== TASKS FOR THIS EXERCISE ==
**A.** Please return everything in the article about once-endangered animals, from "A new article" down to "into commonplace neighbors.", with the wording unchanged.
**B.** According to the article about once-endangered animals, which journal published the new article?

== PROVIDED TEXT ==
------------------------
The Problem When Once-Endangered Animals Become Too Plentiful
Wildlife biologists and other conservationists often suffer from chronic pessimism—not surprising, given the endlessly gloomy news about habitat loss, species extinction, and the latest delicacy being eaten by rich people in China. (“Boiled baby pangolin, dear?”) But sometimes things go right.
“There are glimmers of light that lead me to feel that what I’m doing is not absolutely mad and idiotic and senseless,” the author and captive breeding proponent Gerald Durrell once remarked. He told me this one morning on the Isle of Jersey while both of us were consuming large glasses of whiskey well before cocktail hour, or even lunch. But we toasted his point because it was a good one: There are success stories, and conservationists should cheer up and celebrate them.
A new article in the journal Trends in Ecology and Evolution makes the same point, minus the whiskey, and also proposes an agenda for dealing with the almost miraculous—but sometimes complicated—transformation of once-endangered species into commonplace neighbors.
------------------------
== DATA TO EXAMINE ==
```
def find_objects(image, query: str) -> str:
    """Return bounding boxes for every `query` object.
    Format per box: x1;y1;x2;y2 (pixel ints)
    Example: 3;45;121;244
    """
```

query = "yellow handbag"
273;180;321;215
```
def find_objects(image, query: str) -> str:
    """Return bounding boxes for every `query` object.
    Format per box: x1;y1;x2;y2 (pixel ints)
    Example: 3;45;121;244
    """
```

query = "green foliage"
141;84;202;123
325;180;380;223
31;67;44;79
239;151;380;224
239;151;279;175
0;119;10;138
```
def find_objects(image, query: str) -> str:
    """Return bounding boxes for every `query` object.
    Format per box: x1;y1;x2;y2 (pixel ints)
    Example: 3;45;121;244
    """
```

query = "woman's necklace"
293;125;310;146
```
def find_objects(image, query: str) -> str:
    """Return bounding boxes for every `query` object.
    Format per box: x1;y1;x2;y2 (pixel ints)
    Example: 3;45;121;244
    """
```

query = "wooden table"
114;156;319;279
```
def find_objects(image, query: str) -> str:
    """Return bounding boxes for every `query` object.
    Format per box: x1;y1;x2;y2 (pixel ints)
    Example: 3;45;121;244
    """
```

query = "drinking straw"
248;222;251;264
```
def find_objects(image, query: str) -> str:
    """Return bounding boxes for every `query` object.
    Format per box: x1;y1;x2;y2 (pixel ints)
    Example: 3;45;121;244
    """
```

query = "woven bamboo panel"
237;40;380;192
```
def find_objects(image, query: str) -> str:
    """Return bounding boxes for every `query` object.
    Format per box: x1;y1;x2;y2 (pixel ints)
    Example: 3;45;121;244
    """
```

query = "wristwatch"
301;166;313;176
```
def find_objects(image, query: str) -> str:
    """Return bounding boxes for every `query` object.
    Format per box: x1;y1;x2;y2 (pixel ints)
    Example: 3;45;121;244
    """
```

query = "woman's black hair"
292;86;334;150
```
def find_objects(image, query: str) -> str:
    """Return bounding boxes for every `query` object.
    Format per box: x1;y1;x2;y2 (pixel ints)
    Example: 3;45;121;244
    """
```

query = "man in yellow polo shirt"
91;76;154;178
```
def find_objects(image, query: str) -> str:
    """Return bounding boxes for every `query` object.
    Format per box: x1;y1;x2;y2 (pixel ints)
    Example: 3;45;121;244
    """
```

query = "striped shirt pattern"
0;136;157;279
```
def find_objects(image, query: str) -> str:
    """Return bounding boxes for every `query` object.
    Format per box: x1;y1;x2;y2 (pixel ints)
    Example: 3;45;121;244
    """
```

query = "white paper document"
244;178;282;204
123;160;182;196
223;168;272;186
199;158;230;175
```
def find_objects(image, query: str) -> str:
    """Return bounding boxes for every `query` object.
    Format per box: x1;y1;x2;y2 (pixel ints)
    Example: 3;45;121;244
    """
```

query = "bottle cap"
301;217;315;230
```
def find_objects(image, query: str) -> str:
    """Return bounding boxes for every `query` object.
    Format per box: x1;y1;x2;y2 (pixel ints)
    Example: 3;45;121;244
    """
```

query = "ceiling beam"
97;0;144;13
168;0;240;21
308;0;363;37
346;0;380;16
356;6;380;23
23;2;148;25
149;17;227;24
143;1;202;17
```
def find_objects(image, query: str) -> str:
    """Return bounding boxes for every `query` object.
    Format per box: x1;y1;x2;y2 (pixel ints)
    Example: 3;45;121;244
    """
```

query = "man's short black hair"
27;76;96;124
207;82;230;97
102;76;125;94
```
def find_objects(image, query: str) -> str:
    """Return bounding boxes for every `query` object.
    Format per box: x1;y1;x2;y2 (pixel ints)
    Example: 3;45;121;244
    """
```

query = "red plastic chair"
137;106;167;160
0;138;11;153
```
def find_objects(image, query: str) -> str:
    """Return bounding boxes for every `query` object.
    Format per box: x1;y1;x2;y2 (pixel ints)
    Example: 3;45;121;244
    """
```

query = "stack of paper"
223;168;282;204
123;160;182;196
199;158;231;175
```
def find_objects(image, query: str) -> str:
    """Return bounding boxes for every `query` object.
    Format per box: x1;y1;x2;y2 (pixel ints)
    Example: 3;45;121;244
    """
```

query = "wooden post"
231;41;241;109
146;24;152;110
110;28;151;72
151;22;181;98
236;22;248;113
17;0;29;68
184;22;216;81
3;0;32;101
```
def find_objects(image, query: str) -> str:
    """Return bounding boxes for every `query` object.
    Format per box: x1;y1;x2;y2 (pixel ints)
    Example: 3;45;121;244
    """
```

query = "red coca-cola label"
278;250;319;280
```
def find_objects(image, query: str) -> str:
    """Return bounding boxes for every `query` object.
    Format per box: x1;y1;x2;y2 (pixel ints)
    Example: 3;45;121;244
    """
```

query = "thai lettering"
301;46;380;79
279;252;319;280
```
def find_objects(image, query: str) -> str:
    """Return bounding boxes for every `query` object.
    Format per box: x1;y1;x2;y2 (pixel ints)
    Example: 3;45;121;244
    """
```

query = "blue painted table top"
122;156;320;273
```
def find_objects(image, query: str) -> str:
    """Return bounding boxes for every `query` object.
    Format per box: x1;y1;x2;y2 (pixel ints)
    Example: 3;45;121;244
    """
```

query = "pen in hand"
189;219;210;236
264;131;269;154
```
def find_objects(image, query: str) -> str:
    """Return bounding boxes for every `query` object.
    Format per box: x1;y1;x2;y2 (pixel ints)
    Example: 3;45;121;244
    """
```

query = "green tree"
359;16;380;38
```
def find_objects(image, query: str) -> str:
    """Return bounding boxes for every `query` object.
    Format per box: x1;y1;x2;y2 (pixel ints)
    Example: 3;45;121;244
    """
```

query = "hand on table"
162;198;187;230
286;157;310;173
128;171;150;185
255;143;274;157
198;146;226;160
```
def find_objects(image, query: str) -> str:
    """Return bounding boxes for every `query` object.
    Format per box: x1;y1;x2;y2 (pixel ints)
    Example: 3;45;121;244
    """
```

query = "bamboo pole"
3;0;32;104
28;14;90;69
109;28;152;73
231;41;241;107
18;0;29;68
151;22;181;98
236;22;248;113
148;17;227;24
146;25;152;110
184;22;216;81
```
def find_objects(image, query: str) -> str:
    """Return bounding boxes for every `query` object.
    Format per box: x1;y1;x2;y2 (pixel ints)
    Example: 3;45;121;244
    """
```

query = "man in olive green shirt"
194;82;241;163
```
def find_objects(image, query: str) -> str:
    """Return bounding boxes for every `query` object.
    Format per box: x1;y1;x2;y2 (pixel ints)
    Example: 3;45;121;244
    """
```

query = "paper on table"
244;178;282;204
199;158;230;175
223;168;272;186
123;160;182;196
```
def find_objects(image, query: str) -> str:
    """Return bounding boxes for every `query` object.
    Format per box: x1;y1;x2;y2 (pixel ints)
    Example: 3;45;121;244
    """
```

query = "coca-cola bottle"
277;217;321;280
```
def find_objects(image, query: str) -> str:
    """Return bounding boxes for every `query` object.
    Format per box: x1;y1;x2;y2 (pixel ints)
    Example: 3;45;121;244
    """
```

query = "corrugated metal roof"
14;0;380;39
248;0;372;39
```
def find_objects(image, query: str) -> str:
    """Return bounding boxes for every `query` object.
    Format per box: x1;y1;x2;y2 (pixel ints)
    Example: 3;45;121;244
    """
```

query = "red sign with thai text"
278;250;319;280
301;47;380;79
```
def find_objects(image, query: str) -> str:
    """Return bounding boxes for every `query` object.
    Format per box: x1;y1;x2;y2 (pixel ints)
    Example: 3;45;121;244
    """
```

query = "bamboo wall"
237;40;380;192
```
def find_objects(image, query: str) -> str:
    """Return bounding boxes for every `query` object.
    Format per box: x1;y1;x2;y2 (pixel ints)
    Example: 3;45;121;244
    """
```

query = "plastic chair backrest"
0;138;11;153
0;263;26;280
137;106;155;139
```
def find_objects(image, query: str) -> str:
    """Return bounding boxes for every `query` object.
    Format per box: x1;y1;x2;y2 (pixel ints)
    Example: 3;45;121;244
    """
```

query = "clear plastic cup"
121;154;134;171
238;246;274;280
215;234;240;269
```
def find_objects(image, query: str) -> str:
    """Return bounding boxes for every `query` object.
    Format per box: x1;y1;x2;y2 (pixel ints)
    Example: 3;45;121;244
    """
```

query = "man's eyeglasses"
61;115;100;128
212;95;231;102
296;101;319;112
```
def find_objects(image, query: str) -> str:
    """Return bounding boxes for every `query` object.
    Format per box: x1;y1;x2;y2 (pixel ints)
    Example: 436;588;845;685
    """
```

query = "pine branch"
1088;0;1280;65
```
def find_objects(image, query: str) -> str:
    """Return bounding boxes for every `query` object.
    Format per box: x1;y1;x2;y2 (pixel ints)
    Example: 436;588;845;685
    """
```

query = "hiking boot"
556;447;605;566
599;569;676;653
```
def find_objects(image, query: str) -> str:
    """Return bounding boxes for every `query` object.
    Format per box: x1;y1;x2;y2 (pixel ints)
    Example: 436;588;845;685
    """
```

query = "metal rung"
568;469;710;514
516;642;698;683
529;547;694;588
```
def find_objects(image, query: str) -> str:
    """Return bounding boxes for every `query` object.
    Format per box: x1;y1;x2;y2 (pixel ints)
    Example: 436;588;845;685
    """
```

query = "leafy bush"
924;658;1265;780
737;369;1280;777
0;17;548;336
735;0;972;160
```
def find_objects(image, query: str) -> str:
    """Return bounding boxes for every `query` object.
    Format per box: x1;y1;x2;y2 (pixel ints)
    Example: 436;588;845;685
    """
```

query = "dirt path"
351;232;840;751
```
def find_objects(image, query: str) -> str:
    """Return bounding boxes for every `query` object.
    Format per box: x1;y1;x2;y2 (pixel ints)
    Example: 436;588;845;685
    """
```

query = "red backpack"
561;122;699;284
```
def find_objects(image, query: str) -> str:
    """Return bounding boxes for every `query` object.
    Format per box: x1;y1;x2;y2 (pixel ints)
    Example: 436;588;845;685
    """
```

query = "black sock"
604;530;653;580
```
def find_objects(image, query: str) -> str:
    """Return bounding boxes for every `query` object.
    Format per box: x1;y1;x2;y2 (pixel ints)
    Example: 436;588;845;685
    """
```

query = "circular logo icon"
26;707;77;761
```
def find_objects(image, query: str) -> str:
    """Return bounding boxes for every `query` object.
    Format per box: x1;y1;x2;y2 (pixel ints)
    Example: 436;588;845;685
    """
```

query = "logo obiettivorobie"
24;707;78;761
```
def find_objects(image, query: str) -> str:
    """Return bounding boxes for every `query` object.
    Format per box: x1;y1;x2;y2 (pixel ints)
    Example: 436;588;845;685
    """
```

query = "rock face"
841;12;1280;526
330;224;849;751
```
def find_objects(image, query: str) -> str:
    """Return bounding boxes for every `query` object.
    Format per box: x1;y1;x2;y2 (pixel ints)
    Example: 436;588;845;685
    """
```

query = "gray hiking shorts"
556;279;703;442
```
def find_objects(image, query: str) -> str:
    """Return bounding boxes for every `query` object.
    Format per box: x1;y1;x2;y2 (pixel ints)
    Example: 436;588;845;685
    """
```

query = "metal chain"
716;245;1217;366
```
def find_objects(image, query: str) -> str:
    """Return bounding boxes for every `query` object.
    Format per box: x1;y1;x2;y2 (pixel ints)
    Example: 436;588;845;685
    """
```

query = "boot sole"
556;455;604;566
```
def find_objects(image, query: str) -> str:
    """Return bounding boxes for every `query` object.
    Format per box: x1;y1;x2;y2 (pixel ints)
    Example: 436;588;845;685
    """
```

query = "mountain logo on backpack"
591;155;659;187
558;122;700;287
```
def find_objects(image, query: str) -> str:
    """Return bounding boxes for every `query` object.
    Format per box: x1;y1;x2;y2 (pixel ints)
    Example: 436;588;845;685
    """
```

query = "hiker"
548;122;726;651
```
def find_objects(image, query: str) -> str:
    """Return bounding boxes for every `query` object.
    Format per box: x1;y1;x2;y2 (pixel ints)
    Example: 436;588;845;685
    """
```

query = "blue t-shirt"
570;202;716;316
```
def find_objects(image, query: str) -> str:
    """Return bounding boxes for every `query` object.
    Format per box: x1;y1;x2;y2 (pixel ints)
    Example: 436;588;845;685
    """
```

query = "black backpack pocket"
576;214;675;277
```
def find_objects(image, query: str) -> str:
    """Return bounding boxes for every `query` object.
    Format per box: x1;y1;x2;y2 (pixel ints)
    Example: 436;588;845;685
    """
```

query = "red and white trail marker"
------------------------
== RESPONSE LIST ==
**A.**
A new article in the journal Trends in Ecology and Evolution makes the same point, minus the whiskey, and also proposes an agenda for dealing with the almost miraculous—but sometimes complicated—transformation of once-endangered species into commonplace neighbors.

**B.** Trends in Ecology and Evolution